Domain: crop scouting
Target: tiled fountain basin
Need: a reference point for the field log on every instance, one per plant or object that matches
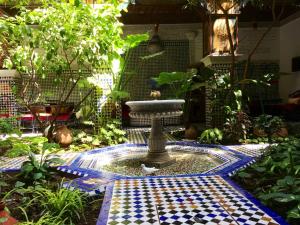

==

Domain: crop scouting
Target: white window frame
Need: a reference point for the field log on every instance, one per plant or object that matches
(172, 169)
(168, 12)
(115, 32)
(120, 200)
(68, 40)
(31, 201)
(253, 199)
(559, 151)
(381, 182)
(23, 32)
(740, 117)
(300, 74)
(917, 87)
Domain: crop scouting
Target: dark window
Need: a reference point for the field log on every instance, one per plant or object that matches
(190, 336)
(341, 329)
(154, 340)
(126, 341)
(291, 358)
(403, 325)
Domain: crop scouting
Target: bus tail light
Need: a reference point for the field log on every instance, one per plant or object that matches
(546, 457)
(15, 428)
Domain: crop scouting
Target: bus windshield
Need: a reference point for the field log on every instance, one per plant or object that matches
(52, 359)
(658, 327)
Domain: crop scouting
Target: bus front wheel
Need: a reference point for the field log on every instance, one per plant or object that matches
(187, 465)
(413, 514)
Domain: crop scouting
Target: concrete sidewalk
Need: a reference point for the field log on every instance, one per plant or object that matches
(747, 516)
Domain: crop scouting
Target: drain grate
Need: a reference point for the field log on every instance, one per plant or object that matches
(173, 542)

==

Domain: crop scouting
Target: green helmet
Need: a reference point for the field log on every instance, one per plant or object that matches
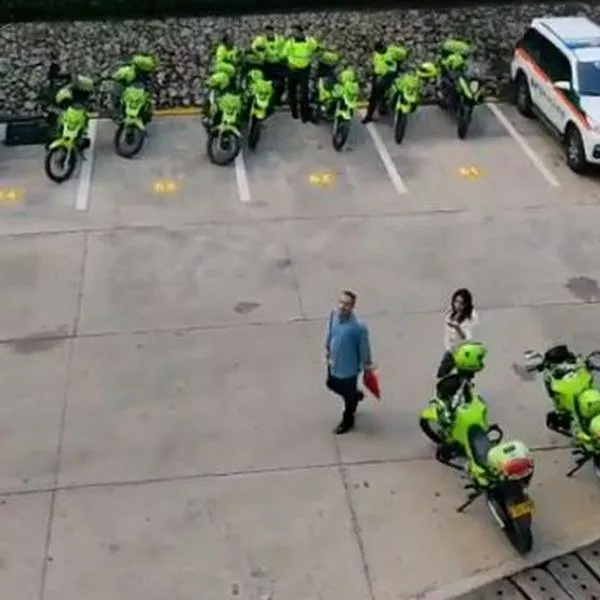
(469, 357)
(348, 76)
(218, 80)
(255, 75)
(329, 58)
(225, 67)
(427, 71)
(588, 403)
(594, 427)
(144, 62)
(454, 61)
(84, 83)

▶ _Exercise goal_:
From the records above, copy out every line that contains the word "Target".

▶ _Full output_:
Target: tiled fountain basin
Target: white window frame
Target: dark window
Target: bus tail light
Target: bus windshield
Target: bus front wheel
Target: concrete sidewalk
Target: drain grate
Target: green helmet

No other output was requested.